# [Task instructions]
**1)** Set down the stretch of the essay on immortality and family below from "If you can, somehow, continue" through "will be superfluous." word for word.
**2)** In the parable quoted in the essay on immortality and family below, how much does the first debtor say he owes the master?

[Begin Document excerpt]

If you can, somehow, continue to adapt, eventually you self will bear little resemblance to your current self and you will have little more reason to identify with that self than with your future children. In other words, your immortality will be superfluous.
The whole concept of eternal family that includes both immortality and family life is a bit of a chimera that results from a societal transition to K strategy and the increasing desire for individual immortality that comes with it. But the psychology of immortality is ultimately inconsistent with sexual reproduction.
A Biblical Perspective
There is something special about the language of the Bible. One of my favorites passages is the parable of the unjust steward:
There was a rich man who had a manager, and charges were brought to him that this man was wasting his possessions. And he called him and said to him, ‘What is this that I hear about you? Turn in the account of your management, for you can no longer be manager.’ And the manager said to himself, ‘What shall I do, since my master is taking the management away from me? I am not strong enough to dig, and I am ashamed to beg. I have decided what to do, so that when I am removed from management, people may receive me into their houses.’ So, summoning his master's debtors one by one, he said to the first, ‘How much do you owe my master?’ He said, ‘A hundred measures of oil.’ He said to him ‘Take your bill, and sit down quickly and write fifty.’ Then he said to another, ‘And how much do you owe?’ He said, ‘A hundred measures of wheat.’ He said to him, ‘Take your bill, and write eighty.’ The master commended the dishonest manager for his shrewdness. For the sons of this world are more shrewd in dealing with their own generation than the sons of light. And I tell you, make friends for yourselves by means of unrighteous wealth, so that when it fails they may receive you into the eternal dwellings.
As with any parable, there are many interesting interpretations. But my favorite is that the money represents life. Our life is not our own. Currently, we are not “strong enough to dig” and preserve it. The best we can do is give it away, even though it is not ours. by giving it away we achieve eternal life. The primary recipients of the life that we give is our children. But what happens when we do gain the power to “dig”? That is, what happens when we can preserve life for ourselves?
In a subsequent verse, it is written:
No servant can serve two masters, for either he will hate the one and love the other, or he will be devoted to the one and despise the other.
Similarly, when humans achieve the power of immortality we will have a choice. But we will ultimately be unable to choose both immortality and family. Therefore, to paraphrase another scripture: choose you this day whom ye will serve; whether the gods of reproduction, from whence we came, or the gods of immortality, in whose land ye dwell: but as for me and my house, we will serve the Family.

[End Document excerpt]
[Begin Information given]

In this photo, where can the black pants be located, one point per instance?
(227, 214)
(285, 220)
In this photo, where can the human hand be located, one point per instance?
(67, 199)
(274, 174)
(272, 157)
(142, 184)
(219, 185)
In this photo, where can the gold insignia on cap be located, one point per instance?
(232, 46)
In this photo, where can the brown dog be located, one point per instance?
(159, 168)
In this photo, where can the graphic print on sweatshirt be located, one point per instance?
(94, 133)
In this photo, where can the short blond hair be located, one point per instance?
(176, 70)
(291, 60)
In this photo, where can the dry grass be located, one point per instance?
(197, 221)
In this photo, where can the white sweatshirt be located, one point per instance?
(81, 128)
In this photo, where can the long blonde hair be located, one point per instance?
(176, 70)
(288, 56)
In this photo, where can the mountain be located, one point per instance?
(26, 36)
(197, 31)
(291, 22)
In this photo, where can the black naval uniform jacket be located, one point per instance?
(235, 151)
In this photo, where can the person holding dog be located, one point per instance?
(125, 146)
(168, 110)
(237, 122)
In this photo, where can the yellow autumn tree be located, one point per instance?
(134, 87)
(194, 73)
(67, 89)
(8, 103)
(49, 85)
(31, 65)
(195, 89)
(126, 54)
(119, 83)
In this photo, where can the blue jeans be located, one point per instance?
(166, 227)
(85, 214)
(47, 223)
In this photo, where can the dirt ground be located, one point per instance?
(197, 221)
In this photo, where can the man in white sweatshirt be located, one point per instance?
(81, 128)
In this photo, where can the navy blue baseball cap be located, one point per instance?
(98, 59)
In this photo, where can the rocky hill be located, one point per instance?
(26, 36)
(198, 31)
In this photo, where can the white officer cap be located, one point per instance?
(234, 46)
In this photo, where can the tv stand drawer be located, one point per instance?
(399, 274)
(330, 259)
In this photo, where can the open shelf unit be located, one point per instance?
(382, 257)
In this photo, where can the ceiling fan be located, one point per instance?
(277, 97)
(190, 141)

[End Information given]

# [Answers]
**1)**
If you can, somehow, continue to adapt, eventually you self will bear little resemblance to your current self and you will have little more reason to identify with that self than with your future children. In other words, your immortality will be superfluous.

**2)** A hundred measures of oil.